> _GIVEN EXERCISE 1_
In the Bitget futures explainer, which two position modes should a trader understand to use reduce-only orders correctly?
> _GIVEN EXERCISE 2_
Which lines of the listing contain the word "above"? Copy out each of them.

Short answer: A reduce-only order on Bitget Futures is a special order type that can only decrease your position size, never increase it. It is a key risk-management tool for protecting profits and limiting losses without accidentally opening a new position in the opposite direction.
For anyone trading futures on Bitget, understanding order types is critical to keeping your account safe. Reduce-only orders are one of the most underused but powerful features available. They help you lock in gains or cut losses while preventing the common mistake of entering a new trade when you meant to exit an existing one.
Key Takeaways
- Reduce-only orders ensure you only decrease your existing position size, preventing accidental new positions.
- They are essential for scaling out of trades and managing risk without increasing market exposure.
- Using them correctly requires understanding position mode (Hedge vs. One-Way) and margin settings.
What Exactly Is a Reduce-Only Order?
A reduce-only order is a conditional order type that executes only if it reduces your current open position. Imagine you are long 1 BTC on Bitget Futures. If you place a standard sell order, it could either close part of your long or open a new short position, depending on your position mode. A reduce-only sell order, however, will only close your long position. It will never create a short position.

> _AVAILABLE RECORDS_
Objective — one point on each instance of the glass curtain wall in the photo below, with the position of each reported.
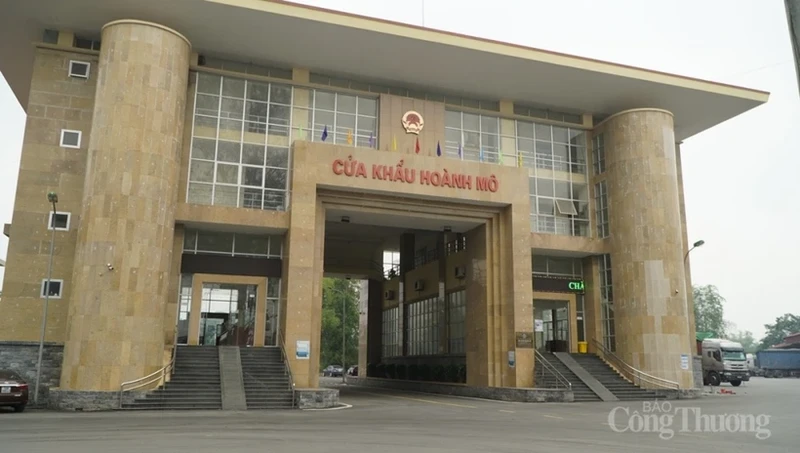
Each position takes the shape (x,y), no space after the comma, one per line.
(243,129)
...
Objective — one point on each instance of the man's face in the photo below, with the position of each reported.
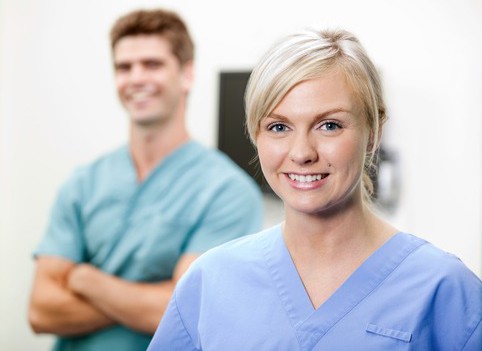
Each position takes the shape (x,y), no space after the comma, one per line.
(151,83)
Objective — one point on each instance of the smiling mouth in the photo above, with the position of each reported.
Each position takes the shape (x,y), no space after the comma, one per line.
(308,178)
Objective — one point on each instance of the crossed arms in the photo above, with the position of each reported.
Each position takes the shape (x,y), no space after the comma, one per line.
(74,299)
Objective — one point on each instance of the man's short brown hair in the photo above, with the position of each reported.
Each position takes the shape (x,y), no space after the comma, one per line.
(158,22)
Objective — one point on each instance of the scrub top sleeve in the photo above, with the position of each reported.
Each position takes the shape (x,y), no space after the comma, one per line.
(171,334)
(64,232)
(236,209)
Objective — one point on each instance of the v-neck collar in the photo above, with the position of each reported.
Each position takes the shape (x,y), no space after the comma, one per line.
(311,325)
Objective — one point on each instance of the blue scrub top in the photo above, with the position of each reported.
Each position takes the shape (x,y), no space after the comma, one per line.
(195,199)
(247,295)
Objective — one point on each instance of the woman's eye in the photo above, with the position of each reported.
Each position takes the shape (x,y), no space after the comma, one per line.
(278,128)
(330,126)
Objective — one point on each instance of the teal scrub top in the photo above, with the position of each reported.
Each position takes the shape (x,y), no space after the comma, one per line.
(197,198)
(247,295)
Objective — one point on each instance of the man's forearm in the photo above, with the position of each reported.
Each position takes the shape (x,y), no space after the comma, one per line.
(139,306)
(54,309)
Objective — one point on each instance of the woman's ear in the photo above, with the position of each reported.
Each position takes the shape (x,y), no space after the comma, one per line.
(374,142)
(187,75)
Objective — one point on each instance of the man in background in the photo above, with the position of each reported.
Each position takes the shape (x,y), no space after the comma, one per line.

> _COMPLETE RESPONSE 1_
Hedge and One-Way.

> _COMPLETE RESPONSE 2_
Objective — one point on each instance of the smiling mouth in the photo above, with the position of each reported.
Objective — one point on each instance of the crossed arms in the photo above, with the position of each reported.
Objective — one point on each instance of the man's short brown hair in the photo above, with the position of each reported.
Objective — one point on each instance of the scrub top sleeve in the photo above, with the position of each reported.
Objective — one point on each instance of the v-neck collar in the photo above, with the position of each reported.
Objective — one point on each instance of the blue scrub top in the photo above, with the position of each reported.
Objective — one point on each instance of the woman's eye in the photo above, with the position of each reported.
Objective — one point on each instance of the teal scrub top in the photo above, with the position of each reported.
Objective — one point on each instance of the man's forearm in the photo above, with the position of each reported.
Objective — one point on each instance of the woman's ear in the photo above, with the position of each reported.
Objective — one point on each instance of the man in background in the photo above, with the position of each reported.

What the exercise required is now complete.